In the court judgment excerpt, which of the pleas in limine litis did the respondents not pursue?

DOCUMENT EXCERPT -
☆ ☆ ☆

Laine & Ors v Bastienne & Ors (SCA 67 of 2019, SCA 74 of 2019) [2022] SCCA 51 (19 August 2022);

Media neutral citation
[2022] SCCA 51
Counsel for defendant
B. Hoareau
F. Elizabeth
Headnote and holding:
  1. Appeal is dismissed in its entirety
  2. Orders of the learned Judge, striking out and dismissing the suit, are upheld.
  3.  With costs in favour of all the respondents
Robinson, JA
Twomey-Woods JA
Andre, JA





  1. This is an appeal from a ruling of a learned Judge of the Supreme Court, which upheld the pleas in limine litis raised by the respondents.  


  1. The second respondent abandoned his cross-appeal in the skeleton heads of argument filed on behalf of the respondents.


  1. The pleas in limine litis raised by the respondents are as follows ―


ʺ1.       The Plaintiffs have wrongly and illegally joined different causes of action in the same suit despite the different causes of action being against different Defendants, and consequently, the Plaint ought to be set aside or struck out;


2.         The Plaintiffs have no rights and/or locus standi to institute the present suit;


3.         The Plaintiffs have no rights and/or locus standi to institute certain of the causes of action contained in the present suit;


4.         The causes of action challenging the holding of the Extraordinary General Meeting, and the resolution passed at the said meeting appointing the 5th, 6th and 7th Defendants as Directors of TVT, are prescribed and/or is being brought out of time;


5.         A number of causes of action set out in the present suit ought to have been commenced by Petition in accordance with the Companies (Supreme Court Proceedings) Rules rather than by suit;


6.         The Plaint ought to be dismissed - in accordance with section 92 of the Seychelles Code of Civil Procedure - as it is frivolous and vexatious;


7.         Further, the Plaint ought to be dismissed under the inherent powers of the court on the ground that it is frivolous and vexatious or an abuse of the Court's process;


8.         […];


9.         […].″



  1. The respondents did not pursue pleas 8 and 9.

☆ ☆ ☆

MATERIAL SUPPLIED -
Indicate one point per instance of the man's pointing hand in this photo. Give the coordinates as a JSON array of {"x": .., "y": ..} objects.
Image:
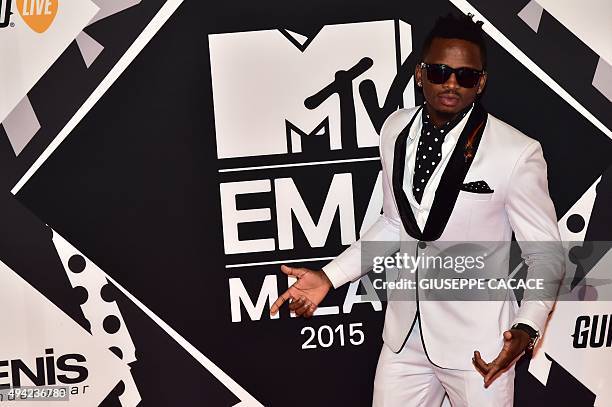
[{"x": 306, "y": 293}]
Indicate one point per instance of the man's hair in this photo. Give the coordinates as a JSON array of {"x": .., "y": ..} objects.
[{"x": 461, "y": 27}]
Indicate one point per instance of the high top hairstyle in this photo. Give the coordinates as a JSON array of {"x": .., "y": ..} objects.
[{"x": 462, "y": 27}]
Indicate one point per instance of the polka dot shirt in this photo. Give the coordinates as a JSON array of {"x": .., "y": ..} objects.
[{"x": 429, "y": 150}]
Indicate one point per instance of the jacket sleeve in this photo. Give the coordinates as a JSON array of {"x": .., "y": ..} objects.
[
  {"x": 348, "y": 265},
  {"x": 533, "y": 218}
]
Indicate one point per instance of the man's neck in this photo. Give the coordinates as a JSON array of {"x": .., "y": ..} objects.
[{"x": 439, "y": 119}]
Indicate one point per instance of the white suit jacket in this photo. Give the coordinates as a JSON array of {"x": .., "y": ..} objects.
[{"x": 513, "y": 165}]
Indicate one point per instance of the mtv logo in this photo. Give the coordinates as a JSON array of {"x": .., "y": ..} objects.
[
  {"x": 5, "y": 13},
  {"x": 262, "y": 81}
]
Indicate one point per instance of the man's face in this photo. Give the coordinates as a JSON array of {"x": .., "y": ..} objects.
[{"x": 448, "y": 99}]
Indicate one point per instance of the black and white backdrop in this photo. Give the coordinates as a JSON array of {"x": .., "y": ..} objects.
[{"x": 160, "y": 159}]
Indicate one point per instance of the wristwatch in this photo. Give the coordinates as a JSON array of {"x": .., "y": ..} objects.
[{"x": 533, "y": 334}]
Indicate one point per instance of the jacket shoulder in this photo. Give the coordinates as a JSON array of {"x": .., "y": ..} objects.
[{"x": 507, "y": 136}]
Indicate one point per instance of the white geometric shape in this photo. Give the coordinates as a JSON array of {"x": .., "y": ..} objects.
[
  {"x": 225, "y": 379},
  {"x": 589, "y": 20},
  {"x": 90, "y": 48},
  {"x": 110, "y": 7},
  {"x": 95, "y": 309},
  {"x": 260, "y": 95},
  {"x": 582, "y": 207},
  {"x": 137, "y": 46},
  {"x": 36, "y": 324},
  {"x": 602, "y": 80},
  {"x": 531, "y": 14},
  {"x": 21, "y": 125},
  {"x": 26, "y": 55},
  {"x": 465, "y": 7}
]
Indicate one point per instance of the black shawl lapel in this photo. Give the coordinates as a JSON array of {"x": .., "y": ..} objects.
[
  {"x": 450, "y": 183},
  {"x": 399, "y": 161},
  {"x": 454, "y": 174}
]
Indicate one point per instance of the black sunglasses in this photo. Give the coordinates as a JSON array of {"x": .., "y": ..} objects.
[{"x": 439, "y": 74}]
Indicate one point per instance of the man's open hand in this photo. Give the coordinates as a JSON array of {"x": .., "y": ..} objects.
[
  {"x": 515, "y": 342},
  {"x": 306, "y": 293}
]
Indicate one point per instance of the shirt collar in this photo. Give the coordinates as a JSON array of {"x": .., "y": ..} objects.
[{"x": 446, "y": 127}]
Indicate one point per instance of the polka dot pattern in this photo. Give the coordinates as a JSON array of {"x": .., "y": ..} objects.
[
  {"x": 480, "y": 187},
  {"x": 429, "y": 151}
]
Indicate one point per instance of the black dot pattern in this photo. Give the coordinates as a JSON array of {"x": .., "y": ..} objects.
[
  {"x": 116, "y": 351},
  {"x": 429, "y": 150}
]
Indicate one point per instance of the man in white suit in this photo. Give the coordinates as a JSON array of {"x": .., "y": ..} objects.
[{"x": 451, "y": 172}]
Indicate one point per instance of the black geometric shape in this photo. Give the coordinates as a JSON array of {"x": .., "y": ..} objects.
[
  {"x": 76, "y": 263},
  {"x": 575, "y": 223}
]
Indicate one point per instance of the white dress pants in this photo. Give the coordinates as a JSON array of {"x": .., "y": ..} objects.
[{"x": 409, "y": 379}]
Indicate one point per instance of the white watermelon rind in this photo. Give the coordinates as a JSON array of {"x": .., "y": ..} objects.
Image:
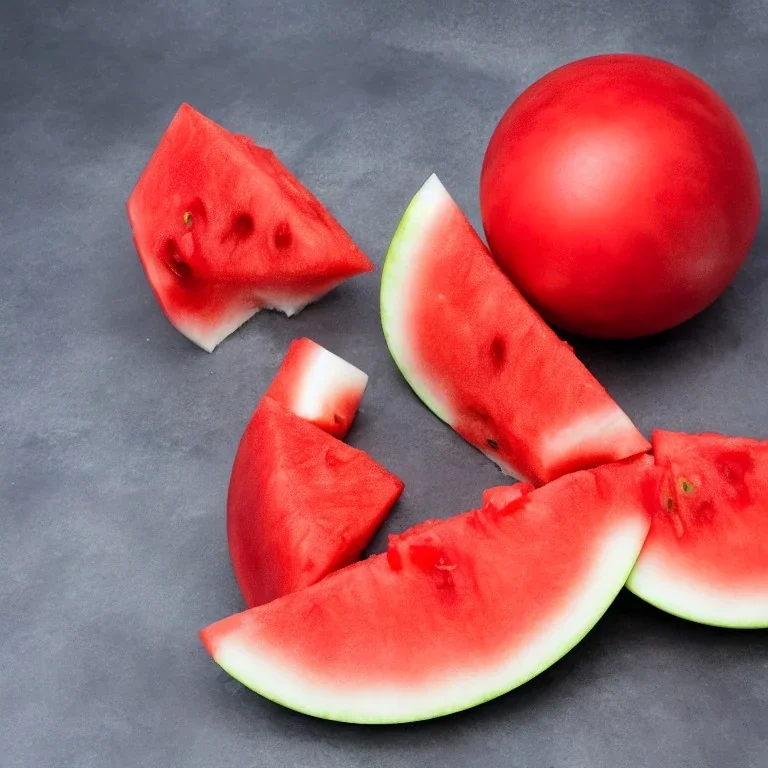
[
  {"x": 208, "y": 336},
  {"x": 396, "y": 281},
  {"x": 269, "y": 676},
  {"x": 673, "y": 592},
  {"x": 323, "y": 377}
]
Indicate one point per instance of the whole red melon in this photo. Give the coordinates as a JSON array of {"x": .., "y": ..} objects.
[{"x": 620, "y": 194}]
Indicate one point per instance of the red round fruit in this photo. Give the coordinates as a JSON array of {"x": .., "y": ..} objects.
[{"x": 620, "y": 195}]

☆ ☆ ☆

IN RESPONSE - Pleas 8 and 9.